▶ **WHAT TO DO**:
The reply should return the data in full, exactly as written.

######

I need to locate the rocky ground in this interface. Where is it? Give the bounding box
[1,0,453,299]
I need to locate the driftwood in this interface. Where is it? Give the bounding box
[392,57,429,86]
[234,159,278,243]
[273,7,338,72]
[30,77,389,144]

######

▶ **TASK RESULT**:
I need to locate the rocky ground in this interface. Where is it? Give the bounding box
[1,0,453,299]
I need to locate the driftwood in this interface. Where is it? Give the bounding box
[392,57,429,86]
[234,159,278,243]
[273,7,338,72]
[30,77,389,144]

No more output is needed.